**OBJECTIVE:** Reproduce the records below, starting at the line that contains "the tan glove" and ending at the line that contains "[571,198,668,302]", with "ammunition box" swapped for "ammo crate" and nothing else altered. Return only those lines.

☆ ☆ ☆ ☆ ☆

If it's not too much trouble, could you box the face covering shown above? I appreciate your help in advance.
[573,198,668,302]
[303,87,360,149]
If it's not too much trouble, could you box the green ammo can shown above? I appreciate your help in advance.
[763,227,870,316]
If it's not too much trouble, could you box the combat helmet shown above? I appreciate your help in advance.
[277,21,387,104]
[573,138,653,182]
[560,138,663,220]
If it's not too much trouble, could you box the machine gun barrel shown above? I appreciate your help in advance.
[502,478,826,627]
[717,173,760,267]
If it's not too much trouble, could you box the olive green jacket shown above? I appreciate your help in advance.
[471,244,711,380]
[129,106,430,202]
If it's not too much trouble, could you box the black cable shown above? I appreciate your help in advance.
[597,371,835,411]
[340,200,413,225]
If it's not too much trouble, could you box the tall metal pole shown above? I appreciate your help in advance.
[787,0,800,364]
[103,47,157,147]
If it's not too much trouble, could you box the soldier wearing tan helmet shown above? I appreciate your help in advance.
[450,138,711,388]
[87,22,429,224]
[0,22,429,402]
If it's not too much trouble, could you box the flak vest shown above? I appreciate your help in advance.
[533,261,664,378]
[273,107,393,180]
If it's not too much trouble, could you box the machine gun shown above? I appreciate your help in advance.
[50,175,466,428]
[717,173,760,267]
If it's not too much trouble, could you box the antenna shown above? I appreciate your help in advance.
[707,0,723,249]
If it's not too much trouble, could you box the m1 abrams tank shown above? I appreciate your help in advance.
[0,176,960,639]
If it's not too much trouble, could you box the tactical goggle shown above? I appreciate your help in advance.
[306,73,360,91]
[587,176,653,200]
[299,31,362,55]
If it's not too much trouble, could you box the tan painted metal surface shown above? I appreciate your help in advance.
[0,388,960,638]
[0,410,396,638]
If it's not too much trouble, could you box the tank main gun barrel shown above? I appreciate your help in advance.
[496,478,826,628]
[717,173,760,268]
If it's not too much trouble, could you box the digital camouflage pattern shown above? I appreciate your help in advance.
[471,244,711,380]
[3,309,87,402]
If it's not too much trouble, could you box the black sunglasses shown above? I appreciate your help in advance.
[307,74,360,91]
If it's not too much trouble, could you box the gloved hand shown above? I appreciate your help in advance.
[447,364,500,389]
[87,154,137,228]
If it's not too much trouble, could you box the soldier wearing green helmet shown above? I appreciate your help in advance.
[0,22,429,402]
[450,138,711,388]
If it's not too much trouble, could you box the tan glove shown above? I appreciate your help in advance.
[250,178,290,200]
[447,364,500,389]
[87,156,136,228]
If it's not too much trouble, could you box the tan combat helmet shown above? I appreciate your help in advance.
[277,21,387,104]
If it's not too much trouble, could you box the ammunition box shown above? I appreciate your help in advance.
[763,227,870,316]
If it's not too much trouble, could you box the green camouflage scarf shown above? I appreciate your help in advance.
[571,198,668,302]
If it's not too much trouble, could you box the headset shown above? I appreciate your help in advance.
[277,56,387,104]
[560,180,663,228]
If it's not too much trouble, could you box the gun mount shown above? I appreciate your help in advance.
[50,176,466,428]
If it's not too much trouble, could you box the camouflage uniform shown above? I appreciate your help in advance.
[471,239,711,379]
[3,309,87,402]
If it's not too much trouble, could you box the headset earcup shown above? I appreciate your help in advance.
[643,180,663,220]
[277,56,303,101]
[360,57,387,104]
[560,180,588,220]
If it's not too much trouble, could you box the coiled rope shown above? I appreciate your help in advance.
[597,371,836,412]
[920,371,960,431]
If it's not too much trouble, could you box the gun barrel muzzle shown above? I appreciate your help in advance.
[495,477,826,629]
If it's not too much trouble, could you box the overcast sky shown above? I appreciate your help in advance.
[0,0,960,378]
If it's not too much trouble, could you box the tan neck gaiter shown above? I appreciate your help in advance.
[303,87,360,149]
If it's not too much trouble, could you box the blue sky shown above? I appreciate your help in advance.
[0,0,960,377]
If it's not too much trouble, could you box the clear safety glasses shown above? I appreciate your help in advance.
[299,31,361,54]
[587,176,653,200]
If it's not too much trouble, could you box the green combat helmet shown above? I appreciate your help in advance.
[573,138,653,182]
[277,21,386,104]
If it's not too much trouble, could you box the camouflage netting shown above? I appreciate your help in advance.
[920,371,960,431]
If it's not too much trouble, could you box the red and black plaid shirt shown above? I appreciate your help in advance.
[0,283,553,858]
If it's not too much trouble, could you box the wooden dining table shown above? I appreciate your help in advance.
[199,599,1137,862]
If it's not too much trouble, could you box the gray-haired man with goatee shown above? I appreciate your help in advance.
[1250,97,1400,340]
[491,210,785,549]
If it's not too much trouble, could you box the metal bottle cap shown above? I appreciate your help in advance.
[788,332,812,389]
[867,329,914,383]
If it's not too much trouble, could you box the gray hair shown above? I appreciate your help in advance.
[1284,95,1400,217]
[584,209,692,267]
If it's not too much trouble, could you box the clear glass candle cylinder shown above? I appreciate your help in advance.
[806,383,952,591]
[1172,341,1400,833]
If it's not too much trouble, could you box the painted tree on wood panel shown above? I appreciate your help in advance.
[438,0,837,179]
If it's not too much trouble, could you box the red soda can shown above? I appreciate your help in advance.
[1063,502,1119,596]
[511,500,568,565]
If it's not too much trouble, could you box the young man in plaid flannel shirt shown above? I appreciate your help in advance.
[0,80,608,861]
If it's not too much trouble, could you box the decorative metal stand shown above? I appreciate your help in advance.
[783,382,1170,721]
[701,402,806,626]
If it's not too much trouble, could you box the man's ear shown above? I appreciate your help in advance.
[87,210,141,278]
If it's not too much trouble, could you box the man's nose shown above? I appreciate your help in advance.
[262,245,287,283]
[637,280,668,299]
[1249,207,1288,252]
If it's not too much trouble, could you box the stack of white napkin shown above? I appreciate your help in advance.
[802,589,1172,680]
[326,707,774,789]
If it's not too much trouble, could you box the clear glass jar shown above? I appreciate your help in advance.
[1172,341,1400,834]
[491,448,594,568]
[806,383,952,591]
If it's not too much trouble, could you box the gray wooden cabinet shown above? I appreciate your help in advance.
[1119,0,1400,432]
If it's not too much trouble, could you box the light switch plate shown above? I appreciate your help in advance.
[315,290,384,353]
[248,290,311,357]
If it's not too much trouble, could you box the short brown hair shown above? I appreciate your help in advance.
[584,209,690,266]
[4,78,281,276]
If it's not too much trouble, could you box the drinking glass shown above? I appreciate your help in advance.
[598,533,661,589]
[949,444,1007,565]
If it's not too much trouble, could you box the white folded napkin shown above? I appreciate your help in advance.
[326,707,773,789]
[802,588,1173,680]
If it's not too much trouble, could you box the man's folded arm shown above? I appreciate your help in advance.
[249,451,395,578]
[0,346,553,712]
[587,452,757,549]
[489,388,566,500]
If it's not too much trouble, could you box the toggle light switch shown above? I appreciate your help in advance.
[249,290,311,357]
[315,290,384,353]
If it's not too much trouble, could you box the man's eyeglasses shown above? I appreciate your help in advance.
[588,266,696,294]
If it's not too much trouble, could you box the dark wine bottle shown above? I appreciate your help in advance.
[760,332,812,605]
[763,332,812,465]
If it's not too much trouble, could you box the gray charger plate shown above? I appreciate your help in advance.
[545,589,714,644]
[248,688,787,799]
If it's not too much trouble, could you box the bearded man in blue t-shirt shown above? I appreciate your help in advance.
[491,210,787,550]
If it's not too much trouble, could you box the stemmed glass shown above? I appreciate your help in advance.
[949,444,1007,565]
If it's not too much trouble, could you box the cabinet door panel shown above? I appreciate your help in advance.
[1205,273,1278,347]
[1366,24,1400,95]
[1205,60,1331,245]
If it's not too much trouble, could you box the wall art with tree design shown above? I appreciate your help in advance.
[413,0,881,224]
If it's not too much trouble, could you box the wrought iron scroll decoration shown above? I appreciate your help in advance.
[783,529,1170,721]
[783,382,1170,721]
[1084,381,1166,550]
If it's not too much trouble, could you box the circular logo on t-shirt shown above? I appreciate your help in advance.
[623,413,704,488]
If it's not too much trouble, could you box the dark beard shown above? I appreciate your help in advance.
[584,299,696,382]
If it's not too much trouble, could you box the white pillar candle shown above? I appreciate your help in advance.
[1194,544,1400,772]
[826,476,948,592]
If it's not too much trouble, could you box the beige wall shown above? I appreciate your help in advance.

☆ ☆ ☆ ☆ ☆

**RESULT OF THE EXERCISE:**
If it's not too much trouble, could you box the tan glove shown above? I appreciate your help in advance.
[250,178,290,200]
[447,364,500,389]
[87,156,136,228]
If it's not too much trouble, could you box the tan combat helmet shown above? I appreciate your help in advance.
[277,21,387,104]
If it's not too much trouble, could you box the ammo crate shown above? I appreciate your help in advance.
[763,227,870,316]
If it's not too much trouble, could you box the green camouflage scarf shown above? I appreciate your help in advance.
[571,198,668,302]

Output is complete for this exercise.